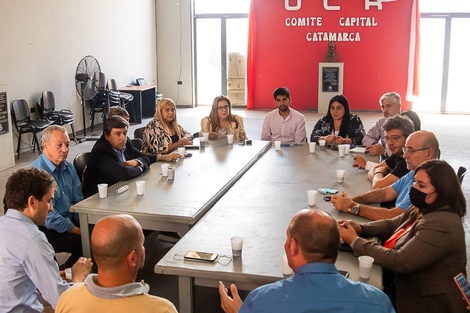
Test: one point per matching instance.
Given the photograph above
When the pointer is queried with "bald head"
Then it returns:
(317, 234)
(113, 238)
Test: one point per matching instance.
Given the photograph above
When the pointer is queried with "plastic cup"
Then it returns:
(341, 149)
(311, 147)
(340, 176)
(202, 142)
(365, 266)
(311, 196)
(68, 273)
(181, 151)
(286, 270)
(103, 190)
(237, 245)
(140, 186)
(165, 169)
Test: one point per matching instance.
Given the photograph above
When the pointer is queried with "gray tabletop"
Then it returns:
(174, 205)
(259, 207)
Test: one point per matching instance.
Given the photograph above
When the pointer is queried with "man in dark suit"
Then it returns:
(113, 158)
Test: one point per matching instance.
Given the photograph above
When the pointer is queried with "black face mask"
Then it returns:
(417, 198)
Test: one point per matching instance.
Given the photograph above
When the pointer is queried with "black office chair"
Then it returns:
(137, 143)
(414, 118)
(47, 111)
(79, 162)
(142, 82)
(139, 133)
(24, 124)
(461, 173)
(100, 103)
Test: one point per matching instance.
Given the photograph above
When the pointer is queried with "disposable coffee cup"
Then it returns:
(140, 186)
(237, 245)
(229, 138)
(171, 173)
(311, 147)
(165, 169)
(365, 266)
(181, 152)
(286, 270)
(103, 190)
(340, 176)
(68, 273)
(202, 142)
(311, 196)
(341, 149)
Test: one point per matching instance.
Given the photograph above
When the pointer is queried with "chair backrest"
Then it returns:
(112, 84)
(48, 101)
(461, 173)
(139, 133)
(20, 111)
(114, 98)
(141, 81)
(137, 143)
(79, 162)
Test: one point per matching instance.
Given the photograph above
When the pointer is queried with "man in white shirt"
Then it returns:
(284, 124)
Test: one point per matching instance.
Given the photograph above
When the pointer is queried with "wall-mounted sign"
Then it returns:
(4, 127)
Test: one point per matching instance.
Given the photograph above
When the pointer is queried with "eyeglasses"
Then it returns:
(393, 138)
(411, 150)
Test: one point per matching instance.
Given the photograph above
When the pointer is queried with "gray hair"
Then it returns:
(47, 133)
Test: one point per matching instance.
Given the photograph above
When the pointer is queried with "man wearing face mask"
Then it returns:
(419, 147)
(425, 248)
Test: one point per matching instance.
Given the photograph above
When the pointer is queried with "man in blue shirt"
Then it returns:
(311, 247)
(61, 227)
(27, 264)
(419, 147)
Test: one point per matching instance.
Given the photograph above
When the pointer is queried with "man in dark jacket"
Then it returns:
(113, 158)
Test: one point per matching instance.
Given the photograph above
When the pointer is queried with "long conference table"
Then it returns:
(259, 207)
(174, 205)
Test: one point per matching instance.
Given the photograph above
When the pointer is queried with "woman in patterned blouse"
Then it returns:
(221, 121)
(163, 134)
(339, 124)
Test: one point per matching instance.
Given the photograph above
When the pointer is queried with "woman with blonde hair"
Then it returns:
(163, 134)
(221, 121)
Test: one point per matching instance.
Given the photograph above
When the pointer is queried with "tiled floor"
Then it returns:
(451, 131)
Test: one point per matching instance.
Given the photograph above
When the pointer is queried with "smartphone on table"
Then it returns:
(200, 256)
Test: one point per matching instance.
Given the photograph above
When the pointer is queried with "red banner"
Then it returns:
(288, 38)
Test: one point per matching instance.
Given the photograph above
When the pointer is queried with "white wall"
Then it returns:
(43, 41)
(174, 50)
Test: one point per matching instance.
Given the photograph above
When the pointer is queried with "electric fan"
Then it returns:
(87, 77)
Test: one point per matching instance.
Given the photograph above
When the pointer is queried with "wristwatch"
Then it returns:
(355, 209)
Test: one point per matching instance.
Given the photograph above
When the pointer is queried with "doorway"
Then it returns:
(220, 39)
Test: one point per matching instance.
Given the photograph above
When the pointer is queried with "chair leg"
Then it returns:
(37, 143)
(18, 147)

§ Assigned task:
Every line with the word "dark" in it should be copied from the listing above.

§ Answer to this exercise:
When the pointer is queried with "man in dark suit"
When the pointer is queried with "man in dark jacket"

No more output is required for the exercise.